• Text extract

● ● ● ● ●

William Tolbert, 20th President of Liberia:

Undisputedly, Tolbert was dead by the end of April 12, 1980, the day of the coup d’état. There are competing stories as to the time and manner of his death.

Thomas Francis Meagher, Irish nationalist and leader of the Young Irelanders in the Rebellion of 1848, first sentenced to death, and then sentenced to life in Van Diemen's Land (now Tasmania) in Australia, who escaped and made his way to the US:

Sometime in the early evening of 1 July 1867, Meagher fell overboard from the steamboat "G. A. Thompson", into the Missouri River. The pilot described the waters as "instant deathwater twelve feet deep and rushing at the rate of ten miles an hour." His body was never recovered.
Some believed his death to be suspicious and many theories circulated about his death. Early theories included a claim that he was murdered by a Confederate soldier from the war, or by Native Americans. In 1913 a man claimed to have carried out the murder of Meagher for the price of $8000, but then recanted. In the same vein, American journalist and novelist Timothy Egan, who published a biography of Meagher in 2016, noted that his political nemesis, Wilbur Fisk Sanders, was in Fort Benton at the same time. Egan hypothesized that Meagher may have been set up for murder by his Montana political enemies or powerful and still active vigilantes.

● ● ● ● ●

• Data
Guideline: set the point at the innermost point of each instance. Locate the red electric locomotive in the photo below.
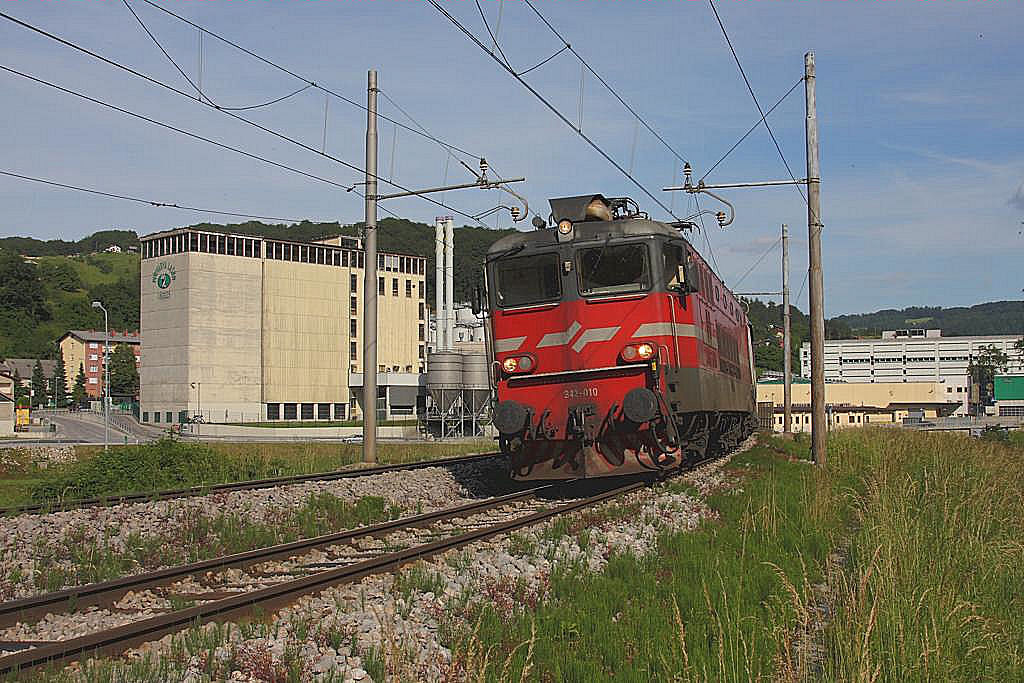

● ● ● ● ●

• Problem description
Reproduce the passage on the deaths of Tolbert and Meagher from "Undisputedly, Tolbert was" up to and including "was never recovered.", word for word.

• Expected output
Undisputedly, Tolbert was dead by the end of April 12, 1980, the day of the coup d’état. There are competing stories as to the time and manner of his death.

Thomas Francis Meagher, Irish nationalist and leader of the Young Irelanders in the Rebellion of 1848, first sentenced to death, and then sentenced to life in Van Diemen's Land (now Tasmania) in Australia, who escaped and made his way to the US:

Sometime in the early evening of 1 July 1867, Meagher fell overboard from the steamboat "G. A. Thompson", into the Missouri River. The pilot described the waters as "instant deathwater twelve feet deep and rushing at the rate of ten miles an hour." His body was never recovered.